TEXT PASSAGE:
ON TOPIC
A Marriage Made in the Lab:
The Science Side of Science-Art Collaborations
Drift by Brian Knep (2004). Digital video projection.
By Ashley P. Taylor
Managing Editor
In 2006, biologist Natalie Andrew was trying to decide between postdoctoral positions in Cam-
bridge, in the UK, and at Harvard Medical School, in Boston. One of Andrew’s interests is reaction-diffusion, a process by which chemicals spread and react with one another to produce diverse
complex patterns. In biology, reaction-diffusion models can be used to explain the developmental
patterning of vertebrate embryos, stripes on zebras and zebrafish, spiraling movements of social
amoeba communities, and more. When Andrew walked into the Department of Systems Biology
at Harvard, the first thing that caught her attention, she told me via Skype, was a piece of art on
the wall. But it was a very particular kind of art, one that related to her field: “There on the wall
was something very clearly a reaction-diffusion system,” she recalled. Andrew had three responses
to the artwork, she told me: first, “This is really cool, it’s reaction-diffusion,” second, “They’ve got
it in artwork,” and third, “It’s in a science department.” Andrew concluded that, “these people are
open to something very cool,” and joined the lab. The enticing artwork, a non-repeating video installation indeed based on reaction-diffusion, was part of the “Drift” series (2004-2010). Its artist,
Brian Knep, was Harvard Medical School’s first artist-in-residence.

THINGS TO DO:
1 - Decide whether each statement agrees with the passage on science-art collaborations. Answer yes or no for each, and quote the words from the passage that settle it.
(a) Andrew described her first reactions to the artwork to the writer in person.
(b) The artwork in the "Drift" series is a video installation that does not repeat.
(c) Brian Knep was the first artist-in-residence at Harvard Medical School.
2 - Using the passage on science-art collaborations, answer each question briefly.
(a) What year does the caption give for Drift?
(b) Which Harvard department did Andrew walk into?
(c) What does the passage say reaction-diffusion models can explain in zebras and zebrafish?

DATA:
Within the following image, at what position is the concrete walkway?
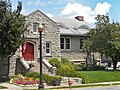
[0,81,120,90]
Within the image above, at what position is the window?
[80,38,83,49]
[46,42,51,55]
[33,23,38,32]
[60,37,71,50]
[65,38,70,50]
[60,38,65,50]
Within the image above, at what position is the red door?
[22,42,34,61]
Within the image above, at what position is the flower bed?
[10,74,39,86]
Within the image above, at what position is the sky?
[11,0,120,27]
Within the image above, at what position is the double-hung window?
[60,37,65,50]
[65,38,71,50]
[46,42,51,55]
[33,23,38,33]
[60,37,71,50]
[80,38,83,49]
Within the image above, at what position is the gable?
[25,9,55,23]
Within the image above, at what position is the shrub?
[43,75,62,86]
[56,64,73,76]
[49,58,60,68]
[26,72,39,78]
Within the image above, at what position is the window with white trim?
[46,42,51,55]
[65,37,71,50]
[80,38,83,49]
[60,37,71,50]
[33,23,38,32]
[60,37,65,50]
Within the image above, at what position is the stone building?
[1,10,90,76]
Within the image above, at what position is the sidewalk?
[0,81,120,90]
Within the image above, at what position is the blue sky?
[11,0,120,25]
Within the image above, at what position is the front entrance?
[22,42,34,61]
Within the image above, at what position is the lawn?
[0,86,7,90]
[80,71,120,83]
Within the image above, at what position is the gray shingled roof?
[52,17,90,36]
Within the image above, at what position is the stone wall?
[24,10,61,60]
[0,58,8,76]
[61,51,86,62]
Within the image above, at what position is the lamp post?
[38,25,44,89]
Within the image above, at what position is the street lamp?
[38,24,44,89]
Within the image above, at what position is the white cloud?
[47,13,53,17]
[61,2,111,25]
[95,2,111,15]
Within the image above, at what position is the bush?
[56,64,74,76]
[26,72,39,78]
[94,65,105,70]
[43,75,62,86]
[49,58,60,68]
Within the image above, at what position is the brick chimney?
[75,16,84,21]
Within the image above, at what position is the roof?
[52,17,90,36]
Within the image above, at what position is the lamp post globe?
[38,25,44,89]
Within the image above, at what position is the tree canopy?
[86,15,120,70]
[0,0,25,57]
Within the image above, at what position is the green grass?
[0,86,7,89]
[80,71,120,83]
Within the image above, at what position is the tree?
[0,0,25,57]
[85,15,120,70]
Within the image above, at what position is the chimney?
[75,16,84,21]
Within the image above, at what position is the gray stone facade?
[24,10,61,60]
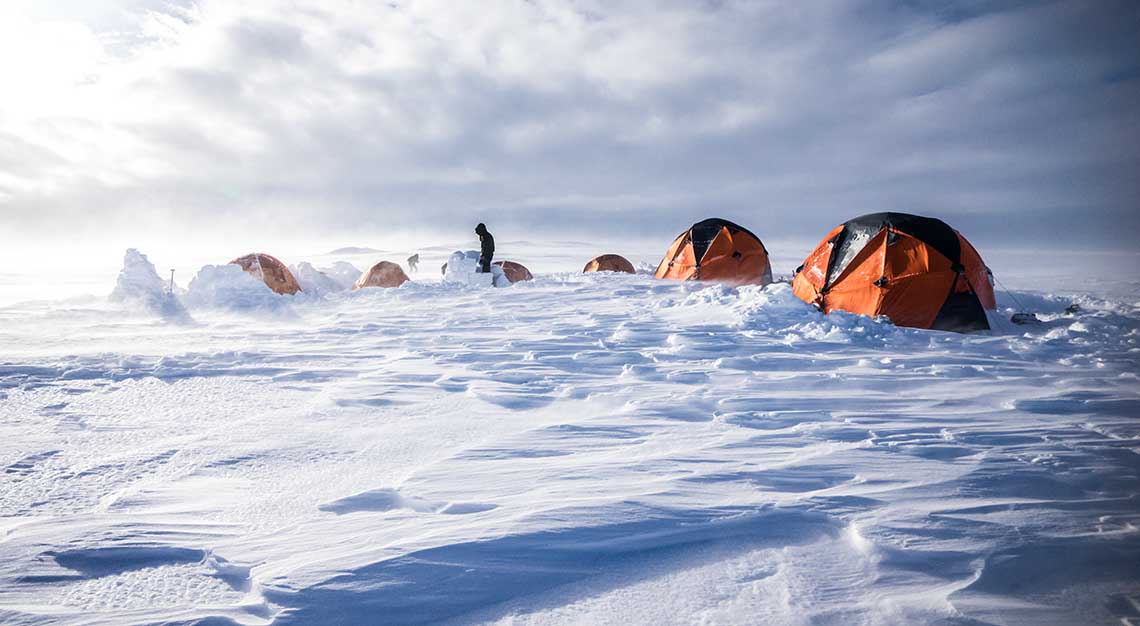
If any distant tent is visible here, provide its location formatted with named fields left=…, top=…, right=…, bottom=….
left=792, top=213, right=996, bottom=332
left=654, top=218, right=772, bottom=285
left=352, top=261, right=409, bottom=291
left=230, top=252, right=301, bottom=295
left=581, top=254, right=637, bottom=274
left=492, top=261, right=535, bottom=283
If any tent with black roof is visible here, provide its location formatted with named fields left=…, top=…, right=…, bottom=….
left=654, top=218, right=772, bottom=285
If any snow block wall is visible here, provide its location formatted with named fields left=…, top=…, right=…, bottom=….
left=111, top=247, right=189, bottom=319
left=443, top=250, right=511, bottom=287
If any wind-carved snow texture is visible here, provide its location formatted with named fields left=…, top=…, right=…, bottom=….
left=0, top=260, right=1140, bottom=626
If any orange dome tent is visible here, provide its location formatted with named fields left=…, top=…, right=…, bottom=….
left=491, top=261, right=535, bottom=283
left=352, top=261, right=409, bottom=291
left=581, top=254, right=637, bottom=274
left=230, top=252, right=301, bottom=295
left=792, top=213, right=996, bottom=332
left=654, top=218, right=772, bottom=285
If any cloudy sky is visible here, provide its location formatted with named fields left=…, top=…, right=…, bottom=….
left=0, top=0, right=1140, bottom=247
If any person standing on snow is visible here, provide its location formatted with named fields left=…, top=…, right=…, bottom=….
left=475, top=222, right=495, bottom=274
--
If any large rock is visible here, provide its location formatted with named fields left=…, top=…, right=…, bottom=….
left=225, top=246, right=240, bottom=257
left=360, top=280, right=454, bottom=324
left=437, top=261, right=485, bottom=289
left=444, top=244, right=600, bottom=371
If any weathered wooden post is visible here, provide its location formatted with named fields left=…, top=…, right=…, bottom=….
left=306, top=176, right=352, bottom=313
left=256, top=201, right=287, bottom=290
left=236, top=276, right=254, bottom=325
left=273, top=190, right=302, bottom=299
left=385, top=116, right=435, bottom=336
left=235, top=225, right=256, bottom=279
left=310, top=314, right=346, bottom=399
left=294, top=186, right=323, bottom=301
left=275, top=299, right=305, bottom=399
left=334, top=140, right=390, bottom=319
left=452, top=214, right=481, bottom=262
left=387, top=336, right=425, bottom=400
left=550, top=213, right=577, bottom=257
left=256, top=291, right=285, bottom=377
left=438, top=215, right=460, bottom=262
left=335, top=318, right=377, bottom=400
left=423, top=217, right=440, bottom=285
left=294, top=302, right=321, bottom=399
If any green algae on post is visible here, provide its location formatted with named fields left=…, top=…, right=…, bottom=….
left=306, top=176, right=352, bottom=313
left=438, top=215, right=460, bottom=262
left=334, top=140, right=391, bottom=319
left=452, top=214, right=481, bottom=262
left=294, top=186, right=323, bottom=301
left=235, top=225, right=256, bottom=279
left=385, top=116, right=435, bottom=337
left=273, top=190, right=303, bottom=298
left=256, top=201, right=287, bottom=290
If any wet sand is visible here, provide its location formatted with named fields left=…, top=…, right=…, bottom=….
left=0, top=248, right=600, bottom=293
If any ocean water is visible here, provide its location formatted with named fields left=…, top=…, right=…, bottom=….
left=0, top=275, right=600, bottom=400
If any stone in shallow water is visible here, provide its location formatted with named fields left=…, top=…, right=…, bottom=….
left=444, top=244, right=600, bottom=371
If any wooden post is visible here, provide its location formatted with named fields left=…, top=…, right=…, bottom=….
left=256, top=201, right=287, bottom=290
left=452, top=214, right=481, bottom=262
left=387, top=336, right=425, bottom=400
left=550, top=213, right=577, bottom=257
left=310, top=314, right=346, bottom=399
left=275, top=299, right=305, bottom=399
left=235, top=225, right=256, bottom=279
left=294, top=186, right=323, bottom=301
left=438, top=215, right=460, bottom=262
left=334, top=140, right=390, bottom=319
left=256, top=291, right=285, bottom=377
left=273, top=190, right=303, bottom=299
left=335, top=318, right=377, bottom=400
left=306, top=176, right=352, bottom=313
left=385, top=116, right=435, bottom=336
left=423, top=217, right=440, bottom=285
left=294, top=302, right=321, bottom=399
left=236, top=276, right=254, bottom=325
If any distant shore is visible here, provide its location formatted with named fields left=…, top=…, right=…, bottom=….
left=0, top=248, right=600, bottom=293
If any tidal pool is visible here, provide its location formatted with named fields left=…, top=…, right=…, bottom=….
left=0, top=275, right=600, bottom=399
...
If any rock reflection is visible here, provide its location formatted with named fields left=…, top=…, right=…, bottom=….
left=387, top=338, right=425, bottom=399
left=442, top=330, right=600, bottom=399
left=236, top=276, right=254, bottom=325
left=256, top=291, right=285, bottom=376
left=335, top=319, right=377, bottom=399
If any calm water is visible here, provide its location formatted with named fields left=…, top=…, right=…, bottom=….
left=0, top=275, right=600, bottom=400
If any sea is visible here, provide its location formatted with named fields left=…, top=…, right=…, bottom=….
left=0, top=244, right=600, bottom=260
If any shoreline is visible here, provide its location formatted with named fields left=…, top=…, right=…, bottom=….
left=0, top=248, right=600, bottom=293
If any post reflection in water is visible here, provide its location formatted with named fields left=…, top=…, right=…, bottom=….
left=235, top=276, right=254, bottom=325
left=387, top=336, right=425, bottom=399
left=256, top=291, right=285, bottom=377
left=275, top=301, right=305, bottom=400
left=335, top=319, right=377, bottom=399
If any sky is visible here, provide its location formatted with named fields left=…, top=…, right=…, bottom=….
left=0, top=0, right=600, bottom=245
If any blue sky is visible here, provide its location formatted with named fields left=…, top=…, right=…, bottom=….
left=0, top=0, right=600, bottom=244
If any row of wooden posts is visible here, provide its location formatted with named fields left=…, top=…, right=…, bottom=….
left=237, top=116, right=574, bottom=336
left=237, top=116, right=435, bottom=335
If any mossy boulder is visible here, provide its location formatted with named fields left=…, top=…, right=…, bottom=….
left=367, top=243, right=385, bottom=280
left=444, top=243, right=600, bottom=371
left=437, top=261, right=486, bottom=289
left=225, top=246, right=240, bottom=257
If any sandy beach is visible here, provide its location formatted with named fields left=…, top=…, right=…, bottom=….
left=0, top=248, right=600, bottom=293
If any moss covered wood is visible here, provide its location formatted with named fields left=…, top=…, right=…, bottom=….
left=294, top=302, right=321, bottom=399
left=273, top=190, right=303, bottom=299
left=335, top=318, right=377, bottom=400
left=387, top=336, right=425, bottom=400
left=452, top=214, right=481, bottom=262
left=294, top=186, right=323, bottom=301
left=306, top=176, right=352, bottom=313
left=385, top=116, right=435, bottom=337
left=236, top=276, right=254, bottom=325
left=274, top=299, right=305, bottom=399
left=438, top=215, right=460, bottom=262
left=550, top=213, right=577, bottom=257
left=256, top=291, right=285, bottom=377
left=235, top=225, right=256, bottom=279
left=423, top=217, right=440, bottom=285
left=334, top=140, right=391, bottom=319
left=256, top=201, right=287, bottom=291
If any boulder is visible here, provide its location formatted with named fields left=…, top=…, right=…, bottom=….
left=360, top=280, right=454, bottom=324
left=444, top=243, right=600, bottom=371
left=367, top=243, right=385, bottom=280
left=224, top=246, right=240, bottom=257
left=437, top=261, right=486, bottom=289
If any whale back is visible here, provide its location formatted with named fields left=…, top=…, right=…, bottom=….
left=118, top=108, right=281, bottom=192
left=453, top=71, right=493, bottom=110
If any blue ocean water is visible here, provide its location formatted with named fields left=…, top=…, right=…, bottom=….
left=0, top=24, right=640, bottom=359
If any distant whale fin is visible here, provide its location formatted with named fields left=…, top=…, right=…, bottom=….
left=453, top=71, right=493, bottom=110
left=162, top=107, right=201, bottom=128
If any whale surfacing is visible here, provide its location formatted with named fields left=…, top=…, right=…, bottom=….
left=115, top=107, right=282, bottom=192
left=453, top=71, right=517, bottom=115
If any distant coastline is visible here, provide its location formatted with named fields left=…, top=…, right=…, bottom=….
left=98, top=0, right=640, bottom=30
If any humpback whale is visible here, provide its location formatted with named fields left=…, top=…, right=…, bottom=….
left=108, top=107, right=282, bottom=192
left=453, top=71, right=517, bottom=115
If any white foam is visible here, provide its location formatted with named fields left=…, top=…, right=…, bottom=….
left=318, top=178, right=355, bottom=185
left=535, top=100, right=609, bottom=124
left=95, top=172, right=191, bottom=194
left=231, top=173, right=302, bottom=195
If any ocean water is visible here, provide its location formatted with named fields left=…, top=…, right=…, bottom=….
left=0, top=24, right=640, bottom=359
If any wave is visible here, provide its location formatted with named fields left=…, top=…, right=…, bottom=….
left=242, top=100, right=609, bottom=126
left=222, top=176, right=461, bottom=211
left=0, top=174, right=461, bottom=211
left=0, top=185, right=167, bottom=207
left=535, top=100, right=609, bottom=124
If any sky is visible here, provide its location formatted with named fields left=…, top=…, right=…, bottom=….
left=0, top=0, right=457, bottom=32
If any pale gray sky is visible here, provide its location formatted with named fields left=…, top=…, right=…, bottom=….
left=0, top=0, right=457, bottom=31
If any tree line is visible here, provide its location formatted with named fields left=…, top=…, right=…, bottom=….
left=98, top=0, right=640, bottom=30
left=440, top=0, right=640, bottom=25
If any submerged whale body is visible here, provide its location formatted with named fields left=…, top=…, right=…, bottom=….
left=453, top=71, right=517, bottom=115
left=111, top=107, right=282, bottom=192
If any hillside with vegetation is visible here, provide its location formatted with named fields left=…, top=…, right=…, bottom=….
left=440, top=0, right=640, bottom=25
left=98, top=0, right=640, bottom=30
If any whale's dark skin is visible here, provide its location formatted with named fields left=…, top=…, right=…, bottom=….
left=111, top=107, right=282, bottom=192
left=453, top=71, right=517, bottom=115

RESULTS OF THE EXERCISE:
1 -
(a) No: "she told me via Skype"
(b) Yes: "a non-repeating video installation indeed based on reaction-diffusion"
(c) Yes: "Brian Knep, was Harvard Medical School’s first artist-in-residence."

2 -
(a) 2004
(b) The Department of Systems Biology
(c) Their stripes